Kechiche et la palme d’Ennahda

31 mai 2013

Kechiche et la palme d’Ennahda

Abdellatif Kechiche avec ses actrices Léa Seydoux (à gauche) et Adèle Exarchopoulos lors de la remise de la Palme d’or 2013 au Festival de Cannes.
Abdellatif Kechiche avec ses actrices Léa Seydoux (à gauche) et Adèle Exarchopoulos lors de la remise de la Palme d’or 2013 au Festival de Cannes.

Il y a de cela quelques semaines, sur ce blog j’écrivais un article sur les films africains en compétition au Festival de Cannes. Ainsi, et c’était avec une attention particulière pour « Grisgris » du réalisateur tchadien Mahamat Saleh Haroun et dont je profite pour saluer le remarquable travail et l’indéfectible courage qui lui sont reconnus.

Cette fois-ci, et actualité m’oblige, je reviens sur « La vie d’Adèle » du franco-tunisien Abdelatif Kechiche puisqu’il a remporté la prestigieuse palme d’or. « La vie d’Adèle » retrace l’histoire lesbienne dans ce qu’elle a de plus intime. Un sujet brûlant, d’actualité et magnifiquement porté à l’écran. A en croire que l’amour entre deux femmes était à l’honneur de la 66ème édition du Festival de Cannes.

Puissant, magistral, énorme et choc émotionnel, le dernier film d’Abdelatif Kechiche a reçu un tonnerre d’applaudissement lors de sa présentation. Drame amoureux d’une rare intensité, c’est aussi un film politique qui pose les rapports des classes, les mœurs, la différence et le regard des autres à travers cette histoire. Mais à l’épreuve du réel s’ajoute aussi chez Kechiche l’universalité d’une histoire d’amour. Une histoire d’amour entre deux femmes, filmé par un  homme et de manière très explicite. Rarement on a filmé des scènes de sexe avec autant d’intensité et de réalisme, mais dont je ne peux ignorer sa portée politique. Le mérite de « La vie d’Adèle » ne tient pas du fait qu’il retrace les émois de deux femmes. Au contraire, il sort du lot car c’est un chant d’innocence, et d’expérience. Dans un monde parfait auquel on peut espérer qu’il nous rapproche. C’est ainsi qu’il aurait été perçu. Un long métrage quelque peu indigeste mais réalisé avec beaucoup de soin sur l’amour et les préoccupations à l’adolescence.

**Entrées fournies:**

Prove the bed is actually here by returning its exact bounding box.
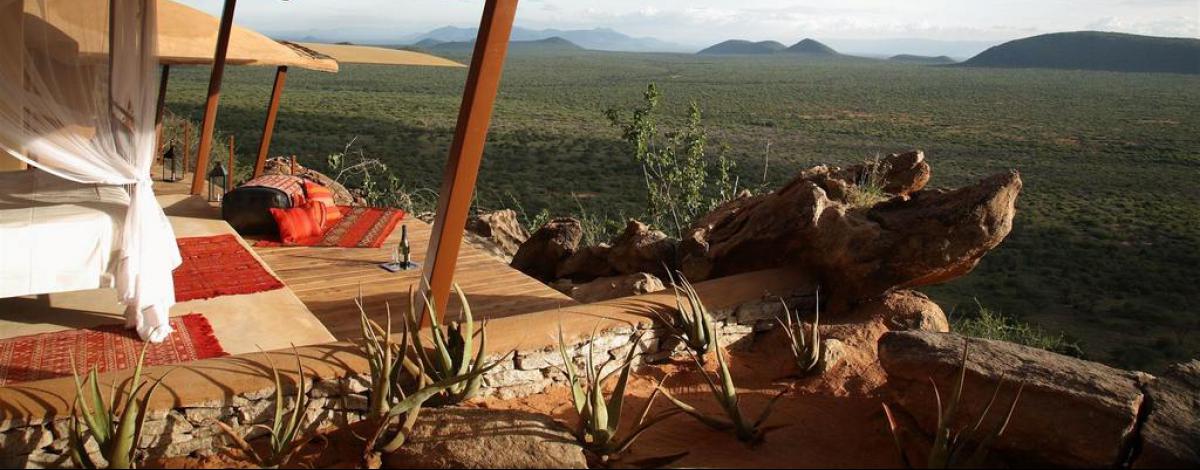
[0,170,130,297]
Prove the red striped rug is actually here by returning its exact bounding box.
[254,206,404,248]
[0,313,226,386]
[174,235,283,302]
---
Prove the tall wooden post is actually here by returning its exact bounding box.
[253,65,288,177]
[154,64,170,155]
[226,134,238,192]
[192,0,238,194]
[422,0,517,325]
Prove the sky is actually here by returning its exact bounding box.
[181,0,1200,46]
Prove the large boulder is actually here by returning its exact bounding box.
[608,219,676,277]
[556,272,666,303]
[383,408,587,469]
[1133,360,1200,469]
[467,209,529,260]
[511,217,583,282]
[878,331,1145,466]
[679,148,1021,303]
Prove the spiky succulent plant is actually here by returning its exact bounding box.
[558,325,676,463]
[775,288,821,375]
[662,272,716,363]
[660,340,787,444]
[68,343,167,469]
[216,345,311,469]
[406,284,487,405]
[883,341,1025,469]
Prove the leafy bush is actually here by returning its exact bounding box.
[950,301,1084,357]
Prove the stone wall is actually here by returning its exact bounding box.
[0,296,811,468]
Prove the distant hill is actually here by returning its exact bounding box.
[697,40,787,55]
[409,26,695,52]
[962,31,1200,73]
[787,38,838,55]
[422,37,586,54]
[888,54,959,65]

**Travail à faire:** Recopiez le passage de l'article sur Kechiche qui va de « Il y a de cela » à « du Festival de Cannes. », bornes comprises. Ces enregistrements n'ont aucun rapport avec l'article sur Kechiche.

**Réponse attendue:**
Il y a de cela quelques semaines, sur ce blog j’écrivais un article sur les films africains en compétition au Festival de Cannes. Ainsi, et c’était avec une attention particulière pour « Grisgris » du réalisateur tchadien Mahamat Saleh Haroun et dont je profite pour saluer le remarquable travail et l’indéfectible courage qui lui sont reconnus.

Cette fois-ci, et actualité m’oblige, je reviens sur « La vie d’Adèle » du franco-tunisien Abdelatif Kechiche puisqu’il a remporté la prestigieuse palme d’or. « La vie d’Adèle » retrace l’histoire lesbienne dans ce qu’elle a de plus intime. Un sujet brûlant, d’actualité et magnifiquement porté à l’écran. A en croire que l’amour entre deux femmes était à l’honneur de la 66ème édition du Festival de Cannes.